Thursday, 1 September 2016

Why I still use Excel



The Microsoft application, Excel, was in the news for all the wrong reasons last week.  A paper in Genome Biology documented how numerous scientific papers had errors in their data because they had used default settings in Excel, which had unhelpfully converted gene names to dates or floating point numbers. It was hard to spot as it didn't do it to all gene names, but, for instance, the gene Septin 2, with acronym SEPT2 would be turned into 2006/09/02.  This is not new: this paper in 2004 documented the problem, but it seems many people weren't aware of it, and it is now estimated that the literature on genetics is riddled with errors as a consequence. 
This isn't the only way Excel can mess up your data. If you want to enter a date, you need to be very careful to ensure you have the correct setting. If you are in the UK and you enter a date like 23/4/16, then it will be correctly entered as 23rd April, regardless of the setting. But if you enter 12/4/16, it will be treated as 4th December if you are on US settings and as 12th April if you are on UK settings.
Then there is the dreaded autocomplete function. This can really screw things up by assuming that if you start typing text into a cell, you want it the same as a previous entry in that column that begins with the same sequence of letters. Can be a boon and a time-saver in some circumstances, but a way to introduce major errors in others.
I've also experienced odd bugs in Excel's autofill function, which makes it easy to copy a formula across columns or rows. It's possible for a file to become corrupted so that the cells referenced in the formula are wrong. Such errors are also often introduced by users, but I've experienced corrupted files containing formulae, which is pretty scary.
The response to this by many people is to say serious scientists shouldn't use Excel.  It's just too risky having software that can actively introduce errors into your data entry or computations. But people, including me, persist in using it, and we have to consider why.
So what are the advantages of keeping going with Excel?
Well, first, it usually comes for free with Microsoft computers, so it is widely available free of charge*. This means most people will have some familiarity with it –though few both to learn how to use it properly.

REQUIRED WORK —
Write the next part of the post above on why Excel is still worth using, starting right after its last sentence.

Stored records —

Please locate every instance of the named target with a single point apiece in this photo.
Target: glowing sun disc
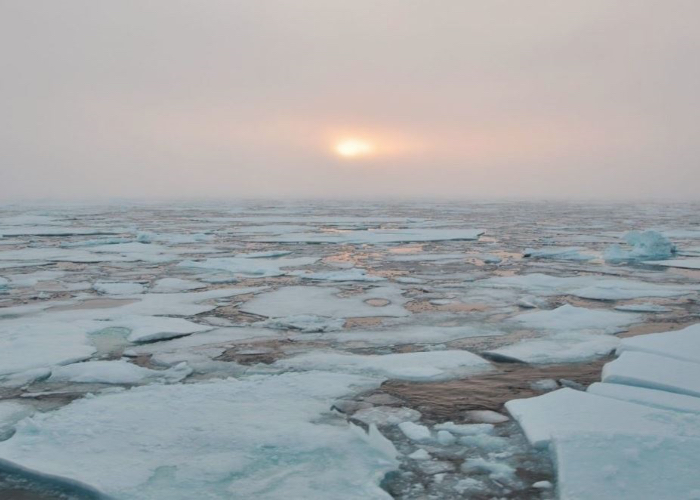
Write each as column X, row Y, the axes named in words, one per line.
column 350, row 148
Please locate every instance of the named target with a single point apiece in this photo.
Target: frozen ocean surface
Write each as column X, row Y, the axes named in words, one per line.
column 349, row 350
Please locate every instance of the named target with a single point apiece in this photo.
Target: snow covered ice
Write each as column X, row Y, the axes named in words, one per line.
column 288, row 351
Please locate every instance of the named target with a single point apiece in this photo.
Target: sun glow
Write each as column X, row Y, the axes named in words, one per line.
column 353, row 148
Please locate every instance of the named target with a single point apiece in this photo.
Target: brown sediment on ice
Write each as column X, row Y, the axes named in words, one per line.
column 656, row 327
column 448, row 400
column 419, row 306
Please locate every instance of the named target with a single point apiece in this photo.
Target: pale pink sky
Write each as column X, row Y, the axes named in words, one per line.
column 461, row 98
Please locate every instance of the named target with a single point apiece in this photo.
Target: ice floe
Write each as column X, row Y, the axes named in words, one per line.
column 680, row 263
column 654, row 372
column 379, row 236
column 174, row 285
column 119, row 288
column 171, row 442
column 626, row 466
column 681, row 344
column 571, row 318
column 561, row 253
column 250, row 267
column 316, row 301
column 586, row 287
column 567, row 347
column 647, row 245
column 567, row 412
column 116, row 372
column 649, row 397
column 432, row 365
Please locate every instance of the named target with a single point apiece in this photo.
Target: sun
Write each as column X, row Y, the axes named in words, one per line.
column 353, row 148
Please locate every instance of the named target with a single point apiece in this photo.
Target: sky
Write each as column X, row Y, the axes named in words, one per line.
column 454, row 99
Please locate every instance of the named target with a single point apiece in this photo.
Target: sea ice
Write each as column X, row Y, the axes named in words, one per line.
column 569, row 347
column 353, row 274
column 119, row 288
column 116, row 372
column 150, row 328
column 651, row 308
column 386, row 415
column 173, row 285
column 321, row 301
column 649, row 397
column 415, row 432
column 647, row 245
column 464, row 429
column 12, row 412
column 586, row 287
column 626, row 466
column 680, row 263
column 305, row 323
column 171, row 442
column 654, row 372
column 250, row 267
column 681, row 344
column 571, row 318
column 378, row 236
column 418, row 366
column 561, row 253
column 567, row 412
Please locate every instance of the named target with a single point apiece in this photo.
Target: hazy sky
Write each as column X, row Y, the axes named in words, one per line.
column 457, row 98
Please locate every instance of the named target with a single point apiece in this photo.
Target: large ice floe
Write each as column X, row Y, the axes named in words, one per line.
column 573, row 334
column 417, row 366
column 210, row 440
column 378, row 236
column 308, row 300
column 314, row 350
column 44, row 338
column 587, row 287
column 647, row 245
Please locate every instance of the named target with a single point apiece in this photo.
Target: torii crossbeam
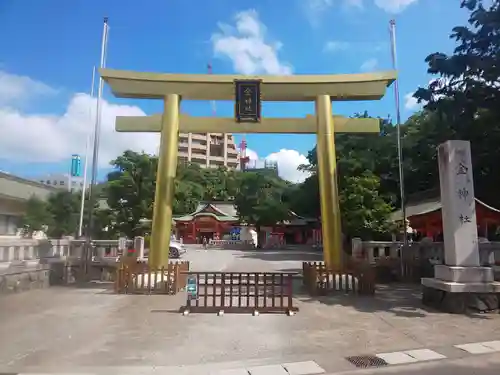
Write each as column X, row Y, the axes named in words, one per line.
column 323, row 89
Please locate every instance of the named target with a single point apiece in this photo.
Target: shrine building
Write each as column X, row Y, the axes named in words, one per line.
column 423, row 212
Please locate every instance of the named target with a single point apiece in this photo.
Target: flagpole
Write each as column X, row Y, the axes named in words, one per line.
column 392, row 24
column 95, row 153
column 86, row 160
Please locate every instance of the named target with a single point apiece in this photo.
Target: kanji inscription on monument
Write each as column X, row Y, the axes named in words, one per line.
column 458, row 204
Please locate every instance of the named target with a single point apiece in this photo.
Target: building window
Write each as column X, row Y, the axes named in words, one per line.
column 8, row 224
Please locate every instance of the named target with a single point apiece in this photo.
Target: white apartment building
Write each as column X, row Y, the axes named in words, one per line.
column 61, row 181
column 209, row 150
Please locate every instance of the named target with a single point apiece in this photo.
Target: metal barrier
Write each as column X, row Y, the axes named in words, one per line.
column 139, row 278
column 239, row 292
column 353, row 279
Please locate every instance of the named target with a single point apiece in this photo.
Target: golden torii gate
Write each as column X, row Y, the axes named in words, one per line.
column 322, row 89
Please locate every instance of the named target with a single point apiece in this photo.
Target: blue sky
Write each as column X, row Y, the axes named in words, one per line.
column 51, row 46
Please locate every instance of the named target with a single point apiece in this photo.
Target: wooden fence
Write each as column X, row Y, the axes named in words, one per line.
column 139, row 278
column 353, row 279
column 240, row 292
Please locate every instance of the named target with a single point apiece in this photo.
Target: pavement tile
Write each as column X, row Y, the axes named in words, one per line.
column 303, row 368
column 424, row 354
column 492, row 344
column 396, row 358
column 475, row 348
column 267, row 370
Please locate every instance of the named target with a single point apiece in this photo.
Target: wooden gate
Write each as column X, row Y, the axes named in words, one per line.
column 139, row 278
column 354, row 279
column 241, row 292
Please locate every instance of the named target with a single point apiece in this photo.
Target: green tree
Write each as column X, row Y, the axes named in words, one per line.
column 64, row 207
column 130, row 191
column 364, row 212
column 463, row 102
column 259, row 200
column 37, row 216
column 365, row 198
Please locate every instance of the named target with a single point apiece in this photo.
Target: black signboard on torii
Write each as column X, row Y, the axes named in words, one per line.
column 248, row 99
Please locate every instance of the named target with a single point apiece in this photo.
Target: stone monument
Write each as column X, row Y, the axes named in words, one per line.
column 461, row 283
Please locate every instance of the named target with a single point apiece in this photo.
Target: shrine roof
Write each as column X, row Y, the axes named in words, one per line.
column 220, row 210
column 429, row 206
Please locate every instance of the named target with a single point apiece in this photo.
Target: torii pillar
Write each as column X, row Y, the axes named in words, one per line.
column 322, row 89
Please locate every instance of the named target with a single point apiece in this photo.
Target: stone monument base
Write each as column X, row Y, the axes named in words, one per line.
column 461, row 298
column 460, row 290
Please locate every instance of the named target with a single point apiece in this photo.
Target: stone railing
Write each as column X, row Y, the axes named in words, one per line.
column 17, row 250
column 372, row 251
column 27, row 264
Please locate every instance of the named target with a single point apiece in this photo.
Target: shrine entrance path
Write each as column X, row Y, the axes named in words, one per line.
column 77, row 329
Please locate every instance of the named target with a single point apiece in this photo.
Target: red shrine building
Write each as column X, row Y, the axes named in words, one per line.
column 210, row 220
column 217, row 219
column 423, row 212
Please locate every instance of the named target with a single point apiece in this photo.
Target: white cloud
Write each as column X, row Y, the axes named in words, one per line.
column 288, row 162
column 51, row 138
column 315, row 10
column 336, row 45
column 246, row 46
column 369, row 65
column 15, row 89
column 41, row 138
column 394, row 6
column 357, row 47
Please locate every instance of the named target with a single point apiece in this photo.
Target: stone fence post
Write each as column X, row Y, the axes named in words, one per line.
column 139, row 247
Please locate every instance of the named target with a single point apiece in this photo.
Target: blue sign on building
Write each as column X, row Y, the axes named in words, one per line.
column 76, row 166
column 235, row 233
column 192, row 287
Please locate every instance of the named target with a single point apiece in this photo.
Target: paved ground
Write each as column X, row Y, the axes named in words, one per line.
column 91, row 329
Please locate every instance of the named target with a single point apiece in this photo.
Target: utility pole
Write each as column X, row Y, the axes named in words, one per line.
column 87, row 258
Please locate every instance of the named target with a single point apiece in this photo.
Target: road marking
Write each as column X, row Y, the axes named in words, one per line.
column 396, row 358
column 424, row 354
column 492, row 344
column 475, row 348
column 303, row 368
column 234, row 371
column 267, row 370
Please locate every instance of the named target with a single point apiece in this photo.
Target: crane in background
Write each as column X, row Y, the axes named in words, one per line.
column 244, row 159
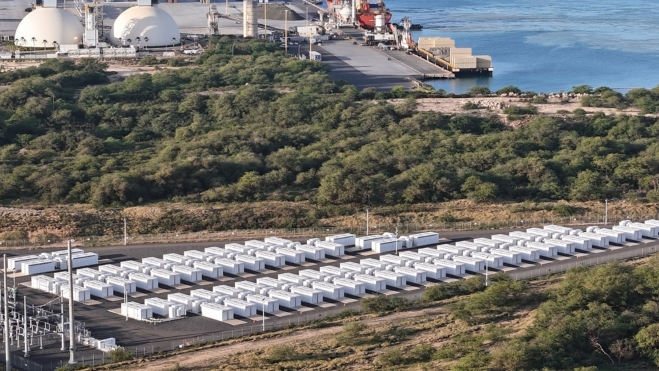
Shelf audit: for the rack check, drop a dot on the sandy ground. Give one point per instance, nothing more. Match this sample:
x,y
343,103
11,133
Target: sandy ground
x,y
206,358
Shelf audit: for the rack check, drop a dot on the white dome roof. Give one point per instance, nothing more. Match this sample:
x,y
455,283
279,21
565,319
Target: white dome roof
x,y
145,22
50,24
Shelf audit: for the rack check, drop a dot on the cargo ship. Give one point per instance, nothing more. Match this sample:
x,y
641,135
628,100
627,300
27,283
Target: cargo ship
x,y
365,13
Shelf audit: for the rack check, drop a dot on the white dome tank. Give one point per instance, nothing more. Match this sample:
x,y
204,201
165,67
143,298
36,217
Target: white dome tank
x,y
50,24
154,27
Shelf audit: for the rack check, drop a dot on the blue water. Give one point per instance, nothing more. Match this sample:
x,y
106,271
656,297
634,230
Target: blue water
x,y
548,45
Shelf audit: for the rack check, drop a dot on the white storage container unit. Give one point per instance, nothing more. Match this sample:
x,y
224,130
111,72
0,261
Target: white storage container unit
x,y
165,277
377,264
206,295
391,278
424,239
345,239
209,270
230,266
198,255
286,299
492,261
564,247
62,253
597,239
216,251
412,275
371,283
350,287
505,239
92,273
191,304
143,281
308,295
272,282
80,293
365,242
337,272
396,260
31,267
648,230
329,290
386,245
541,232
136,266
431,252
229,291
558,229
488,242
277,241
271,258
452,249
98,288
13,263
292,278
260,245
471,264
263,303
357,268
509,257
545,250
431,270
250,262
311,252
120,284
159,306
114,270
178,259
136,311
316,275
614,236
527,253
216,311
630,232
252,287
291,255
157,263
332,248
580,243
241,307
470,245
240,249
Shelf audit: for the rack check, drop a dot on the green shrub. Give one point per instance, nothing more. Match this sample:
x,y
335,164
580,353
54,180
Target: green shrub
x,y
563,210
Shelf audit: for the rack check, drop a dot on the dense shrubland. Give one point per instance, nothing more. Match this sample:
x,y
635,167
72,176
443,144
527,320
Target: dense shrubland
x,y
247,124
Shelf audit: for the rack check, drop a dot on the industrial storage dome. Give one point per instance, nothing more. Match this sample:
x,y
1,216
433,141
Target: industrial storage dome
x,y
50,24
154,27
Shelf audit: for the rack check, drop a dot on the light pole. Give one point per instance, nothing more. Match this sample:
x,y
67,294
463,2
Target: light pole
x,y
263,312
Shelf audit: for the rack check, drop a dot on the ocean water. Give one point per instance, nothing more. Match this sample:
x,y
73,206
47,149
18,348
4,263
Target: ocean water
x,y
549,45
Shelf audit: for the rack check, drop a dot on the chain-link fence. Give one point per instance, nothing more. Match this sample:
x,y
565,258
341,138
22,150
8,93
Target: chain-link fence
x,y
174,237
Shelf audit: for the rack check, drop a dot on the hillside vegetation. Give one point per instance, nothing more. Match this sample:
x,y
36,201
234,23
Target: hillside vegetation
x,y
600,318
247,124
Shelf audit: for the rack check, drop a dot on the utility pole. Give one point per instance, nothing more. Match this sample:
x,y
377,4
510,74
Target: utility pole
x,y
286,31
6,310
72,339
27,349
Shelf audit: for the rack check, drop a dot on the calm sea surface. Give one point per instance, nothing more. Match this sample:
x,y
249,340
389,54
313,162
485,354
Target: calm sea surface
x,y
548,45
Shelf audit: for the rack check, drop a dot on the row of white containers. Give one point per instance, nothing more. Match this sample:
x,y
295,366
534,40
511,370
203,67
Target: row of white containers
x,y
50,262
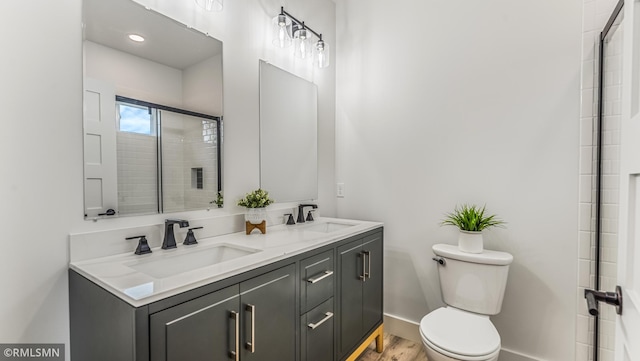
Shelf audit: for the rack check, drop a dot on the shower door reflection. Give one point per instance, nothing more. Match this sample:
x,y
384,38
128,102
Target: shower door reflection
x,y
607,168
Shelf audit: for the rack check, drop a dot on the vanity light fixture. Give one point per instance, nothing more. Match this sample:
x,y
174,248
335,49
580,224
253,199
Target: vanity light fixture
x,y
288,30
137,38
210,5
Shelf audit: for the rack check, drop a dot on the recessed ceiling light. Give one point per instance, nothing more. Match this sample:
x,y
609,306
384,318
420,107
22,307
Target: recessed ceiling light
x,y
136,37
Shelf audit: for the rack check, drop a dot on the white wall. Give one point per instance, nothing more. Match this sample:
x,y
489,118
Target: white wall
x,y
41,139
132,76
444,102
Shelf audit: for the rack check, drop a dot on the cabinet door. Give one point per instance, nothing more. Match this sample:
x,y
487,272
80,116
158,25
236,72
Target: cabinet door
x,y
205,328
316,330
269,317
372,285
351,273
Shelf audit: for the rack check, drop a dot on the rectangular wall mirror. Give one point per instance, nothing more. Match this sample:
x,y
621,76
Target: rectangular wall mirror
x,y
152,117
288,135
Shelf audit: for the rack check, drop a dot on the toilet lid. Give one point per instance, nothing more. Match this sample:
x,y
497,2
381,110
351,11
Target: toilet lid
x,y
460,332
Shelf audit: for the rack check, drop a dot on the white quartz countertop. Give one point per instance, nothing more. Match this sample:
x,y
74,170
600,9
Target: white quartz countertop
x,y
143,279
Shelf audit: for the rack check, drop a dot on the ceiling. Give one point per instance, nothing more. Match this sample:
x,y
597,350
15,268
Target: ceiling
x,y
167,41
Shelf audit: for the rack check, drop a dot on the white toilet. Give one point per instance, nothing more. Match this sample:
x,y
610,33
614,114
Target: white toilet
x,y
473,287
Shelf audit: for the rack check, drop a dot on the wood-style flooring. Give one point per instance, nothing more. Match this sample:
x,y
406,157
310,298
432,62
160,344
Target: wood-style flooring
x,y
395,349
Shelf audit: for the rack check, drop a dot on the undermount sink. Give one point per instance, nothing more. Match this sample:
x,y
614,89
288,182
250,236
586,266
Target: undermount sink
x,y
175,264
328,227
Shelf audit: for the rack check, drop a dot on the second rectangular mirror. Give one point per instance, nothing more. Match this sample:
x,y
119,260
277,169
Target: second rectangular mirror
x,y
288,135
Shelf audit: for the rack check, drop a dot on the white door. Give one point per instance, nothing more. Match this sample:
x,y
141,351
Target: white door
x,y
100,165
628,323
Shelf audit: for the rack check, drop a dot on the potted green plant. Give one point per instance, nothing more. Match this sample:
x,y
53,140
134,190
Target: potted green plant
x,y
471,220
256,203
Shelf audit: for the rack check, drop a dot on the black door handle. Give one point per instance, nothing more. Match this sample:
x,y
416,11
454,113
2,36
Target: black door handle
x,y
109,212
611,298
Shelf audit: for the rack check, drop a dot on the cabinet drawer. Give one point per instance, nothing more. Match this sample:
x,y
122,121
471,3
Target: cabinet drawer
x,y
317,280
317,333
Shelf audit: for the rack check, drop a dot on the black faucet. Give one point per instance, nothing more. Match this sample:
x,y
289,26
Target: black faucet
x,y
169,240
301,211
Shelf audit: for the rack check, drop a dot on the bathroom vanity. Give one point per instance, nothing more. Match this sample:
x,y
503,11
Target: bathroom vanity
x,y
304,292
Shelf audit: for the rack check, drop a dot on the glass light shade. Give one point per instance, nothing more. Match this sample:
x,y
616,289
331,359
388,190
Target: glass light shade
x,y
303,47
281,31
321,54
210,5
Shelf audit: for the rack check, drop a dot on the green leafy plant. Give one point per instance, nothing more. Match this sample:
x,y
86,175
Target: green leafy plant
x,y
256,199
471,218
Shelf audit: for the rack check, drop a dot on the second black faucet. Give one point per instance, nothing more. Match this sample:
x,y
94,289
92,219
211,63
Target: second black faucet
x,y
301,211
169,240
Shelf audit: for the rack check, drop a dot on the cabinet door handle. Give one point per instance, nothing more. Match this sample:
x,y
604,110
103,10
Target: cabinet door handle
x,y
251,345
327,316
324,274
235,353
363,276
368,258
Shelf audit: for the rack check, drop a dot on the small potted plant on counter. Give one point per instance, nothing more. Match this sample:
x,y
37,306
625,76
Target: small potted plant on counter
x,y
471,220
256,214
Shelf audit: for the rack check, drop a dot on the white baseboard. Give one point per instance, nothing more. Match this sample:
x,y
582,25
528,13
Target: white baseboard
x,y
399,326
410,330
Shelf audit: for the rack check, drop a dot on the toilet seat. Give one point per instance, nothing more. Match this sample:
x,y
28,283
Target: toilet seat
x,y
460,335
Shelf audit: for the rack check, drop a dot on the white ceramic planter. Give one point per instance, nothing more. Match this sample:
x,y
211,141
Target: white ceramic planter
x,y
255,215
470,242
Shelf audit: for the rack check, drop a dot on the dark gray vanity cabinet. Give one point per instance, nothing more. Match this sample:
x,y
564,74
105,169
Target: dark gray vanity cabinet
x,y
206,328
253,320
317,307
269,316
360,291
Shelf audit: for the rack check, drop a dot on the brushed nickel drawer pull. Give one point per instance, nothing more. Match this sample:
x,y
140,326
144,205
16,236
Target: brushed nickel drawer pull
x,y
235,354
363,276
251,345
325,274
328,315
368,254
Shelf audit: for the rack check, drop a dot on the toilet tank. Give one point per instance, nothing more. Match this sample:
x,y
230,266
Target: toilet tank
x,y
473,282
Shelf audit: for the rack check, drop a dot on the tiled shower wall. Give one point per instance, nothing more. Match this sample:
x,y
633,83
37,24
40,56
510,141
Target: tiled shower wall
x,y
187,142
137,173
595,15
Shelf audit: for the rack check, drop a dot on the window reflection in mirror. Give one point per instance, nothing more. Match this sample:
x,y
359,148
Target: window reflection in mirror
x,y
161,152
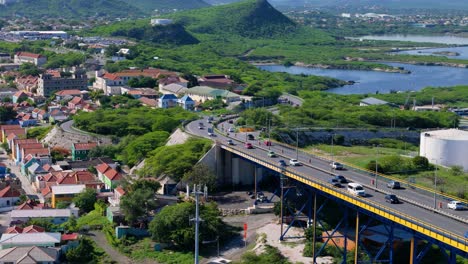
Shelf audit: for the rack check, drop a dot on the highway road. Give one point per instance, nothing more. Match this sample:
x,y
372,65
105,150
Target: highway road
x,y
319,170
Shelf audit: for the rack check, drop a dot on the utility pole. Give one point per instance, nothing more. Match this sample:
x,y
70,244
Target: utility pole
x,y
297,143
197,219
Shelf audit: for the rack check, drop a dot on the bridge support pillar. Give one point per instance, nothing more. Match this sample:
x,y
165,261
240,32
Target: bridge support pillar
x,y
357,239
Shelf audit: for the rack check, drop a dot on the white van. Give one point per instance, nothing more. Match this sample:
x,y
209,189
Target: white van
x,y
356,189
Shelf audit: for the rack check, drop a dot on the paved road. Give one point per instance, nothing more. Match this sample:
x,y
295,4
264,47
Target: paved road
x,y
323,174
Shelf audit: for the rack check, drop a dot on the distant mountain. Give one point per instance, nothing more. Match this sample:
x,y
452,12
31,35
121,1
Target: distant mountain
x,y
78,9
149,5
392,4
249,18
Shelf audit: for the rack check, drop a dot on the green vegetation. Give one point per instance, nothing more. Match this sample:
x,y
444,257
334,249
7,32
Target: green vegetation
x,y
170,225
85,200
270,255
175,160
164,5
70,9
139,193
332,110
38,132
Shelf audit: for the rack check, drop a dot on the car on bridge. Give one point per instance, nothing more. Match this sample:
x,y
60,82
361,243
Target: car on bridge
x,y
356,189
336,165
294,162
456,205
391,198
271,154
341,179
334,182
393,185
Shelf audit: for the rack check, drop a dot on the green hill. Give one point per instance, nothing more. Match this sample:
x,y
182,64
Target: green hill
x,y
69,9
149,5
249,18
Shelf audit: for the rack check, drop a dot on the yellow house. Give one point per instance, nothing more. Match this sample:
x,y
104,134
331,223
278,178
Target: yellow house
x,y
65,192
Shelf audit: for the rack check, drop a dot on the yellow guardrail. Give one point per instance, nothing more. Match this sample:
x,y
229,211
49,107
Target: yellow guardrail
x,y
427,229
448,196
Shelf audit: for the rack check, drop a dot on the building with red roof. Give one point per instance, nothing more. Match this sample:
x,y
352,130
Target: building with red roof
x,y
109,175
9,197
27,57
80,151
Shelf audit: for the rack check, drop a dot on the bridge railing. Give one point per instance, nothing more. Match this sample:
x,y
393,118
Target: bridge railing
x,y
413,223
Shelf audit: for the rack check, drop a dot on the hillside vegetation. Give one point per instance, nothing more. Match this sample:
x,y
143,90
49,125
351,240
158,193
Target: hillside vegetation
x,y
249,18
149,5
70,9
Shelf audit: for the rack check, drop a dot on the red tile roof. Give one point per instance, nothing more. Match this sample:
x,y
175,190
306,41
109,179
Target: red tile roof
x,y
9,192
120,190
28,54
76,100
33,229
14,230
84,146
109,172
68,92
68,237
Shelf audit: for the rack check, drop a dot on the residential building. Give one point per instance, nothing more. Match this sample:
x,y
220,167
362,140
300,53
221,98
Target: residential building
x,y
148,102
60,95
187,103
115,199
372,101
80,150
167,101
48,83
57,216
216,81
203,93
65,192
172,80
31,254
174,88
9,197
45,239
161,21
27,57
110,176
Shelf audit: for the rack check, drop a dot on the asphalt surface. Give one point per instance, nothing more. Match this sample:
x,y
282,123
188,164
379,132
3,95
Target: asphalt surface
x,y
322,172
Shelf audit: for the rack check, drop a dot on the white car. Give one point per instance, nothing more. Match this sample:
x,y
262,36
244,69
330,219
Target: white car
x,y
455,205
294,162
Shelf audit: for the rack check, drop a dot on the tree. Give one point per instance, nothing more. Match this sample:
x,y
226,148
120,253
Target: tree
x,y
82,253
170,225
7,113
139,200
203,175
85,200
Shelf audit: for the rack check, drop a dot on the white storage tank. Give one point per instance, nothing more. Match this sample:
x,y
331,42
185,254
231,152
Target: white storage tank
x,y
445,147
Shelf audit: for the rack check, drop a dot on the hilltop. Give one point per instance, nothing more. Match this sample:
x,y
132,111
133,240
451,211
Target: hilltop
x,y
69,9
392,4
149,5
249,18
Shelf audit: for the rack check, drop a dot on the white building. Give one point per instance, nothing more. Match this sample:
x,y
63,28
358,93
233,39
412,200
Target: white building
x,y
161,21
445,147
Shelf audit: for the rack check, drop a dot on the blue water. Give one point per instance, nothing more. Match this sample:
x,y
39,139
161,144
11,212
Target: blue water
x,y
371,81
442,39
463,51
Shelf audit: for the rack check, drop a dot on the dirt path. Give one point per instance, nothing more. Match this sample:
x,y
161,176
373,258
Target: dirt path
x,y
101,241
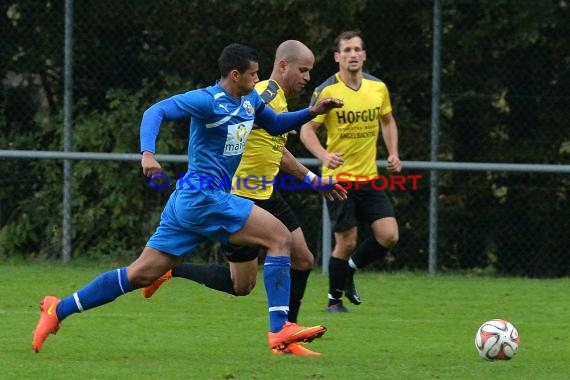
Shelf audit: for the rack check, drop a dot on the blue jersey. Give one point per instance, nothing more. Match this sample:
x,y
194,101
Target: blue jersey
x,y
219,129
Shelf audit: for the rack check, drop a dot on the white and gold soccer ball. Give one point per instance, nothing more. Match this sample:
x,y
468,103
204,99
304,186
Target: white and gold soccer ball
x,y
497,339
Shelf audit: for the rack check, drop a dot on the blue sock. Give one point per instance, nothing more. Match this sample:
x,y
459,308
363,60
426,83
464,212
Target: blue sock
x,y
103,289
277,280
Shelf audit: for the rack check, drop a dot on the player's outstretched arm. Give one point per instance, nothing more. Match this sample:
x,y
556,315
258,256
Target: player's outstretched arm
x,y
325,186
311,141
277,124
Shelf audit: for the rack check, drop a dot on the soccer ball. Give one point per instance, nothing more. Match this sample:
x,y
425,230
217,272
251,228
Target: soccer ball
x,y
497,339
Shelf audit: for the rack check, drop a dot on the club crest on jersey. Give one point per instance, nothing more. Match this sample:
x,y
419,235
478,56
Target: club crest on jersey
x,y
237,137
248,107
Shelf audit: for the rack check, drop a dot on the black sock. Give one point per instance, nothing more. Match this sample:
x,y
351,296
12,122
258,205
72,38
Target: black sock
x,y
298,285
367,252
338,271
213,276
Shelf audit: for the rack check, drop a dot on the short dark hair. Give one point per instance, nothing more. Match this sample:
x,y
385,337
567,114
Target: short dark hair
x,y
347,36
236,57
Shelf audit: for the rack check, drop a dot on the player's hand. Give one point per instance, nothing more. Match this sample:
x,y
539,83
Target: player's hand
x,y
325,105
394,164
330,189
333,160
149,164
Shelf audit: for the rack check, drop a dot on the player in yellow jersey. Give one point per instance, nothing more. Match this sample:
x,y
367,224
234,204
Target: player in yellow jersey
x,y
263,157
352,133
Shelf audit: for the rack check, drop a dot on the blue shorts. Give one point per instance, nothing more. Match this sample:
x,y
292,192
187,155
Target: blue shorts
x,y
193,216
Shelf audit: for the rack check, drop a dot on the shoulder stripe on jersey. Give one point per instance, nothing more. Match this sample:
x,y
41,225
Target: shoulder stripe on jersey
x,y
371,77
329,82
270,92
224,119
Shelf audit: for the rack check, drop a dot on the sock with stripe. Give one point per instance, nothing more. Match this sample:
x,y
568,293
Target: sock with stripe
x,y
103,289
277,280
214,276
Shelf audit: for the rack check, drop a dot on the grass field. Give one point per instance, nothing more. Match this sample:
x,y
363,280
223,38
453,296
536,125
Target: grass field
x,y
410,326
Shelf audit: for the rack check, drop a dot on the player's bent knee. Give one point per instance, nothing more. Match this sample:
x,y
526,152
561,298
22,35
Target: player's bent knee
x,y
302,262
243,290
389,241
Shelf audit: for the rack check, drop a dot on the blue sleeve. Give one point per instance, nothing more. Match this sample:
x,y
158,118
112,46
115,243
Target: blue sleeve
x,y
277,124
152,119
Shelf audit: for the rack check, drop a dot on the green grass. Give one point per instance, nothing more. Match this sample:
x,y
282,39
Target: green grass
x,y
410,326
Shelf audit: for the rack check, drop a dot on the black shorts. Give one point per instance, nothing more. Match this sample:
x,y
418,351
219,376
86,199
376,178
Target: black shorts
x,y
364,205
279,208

TASK OUTPUT —
Second, you can scan a whole dataset easily: it's very direct scrolling through rows or columns. You can use Freeze Panes to keep column and row headers static, and you can hide columns or rows that you don't want getting in the way.
Third, you can format a worksheet to facilitate data entry. A lot of people dismiss colour coding of columns as prettification, but it can help ensure you keep the right data in the right place. Data validation is easily added and can ensure that only valid values are entered.
Fourth, you can add textual comments – either as a row in their own right, or using the Comment function.
Fifth, you can very easily plot data. Better still, you can do so dynamically, as it is easy to create a plot and then change the data range it refers to.
Sixth, you can use lookup functions. In my line of work we need to convert raw scores to standard scores based on normative data. This is typically done using tables of numbers in a manual, which makes it very easy to introduce human error. I have found it is worth investing time to get the large table of numbers entered as a separate worksheet, so we can then automate the lookup functions.
Many of my datasets are slowly generated over a period of years: we gather large amounts of data on individuals, record responses on paper, and then enter the data as it comes in. The people doing the data entry are mostly research assistants who are relatively inexperienced. So having a very transparent method of data entry, which can include clear instructions on the worksheet, and data validation, is important. I'm not sure there are other options of software that would suit my needs.
But I'm concerned about errors and need strategies to avoid them. So here are the working rules I have developed so far.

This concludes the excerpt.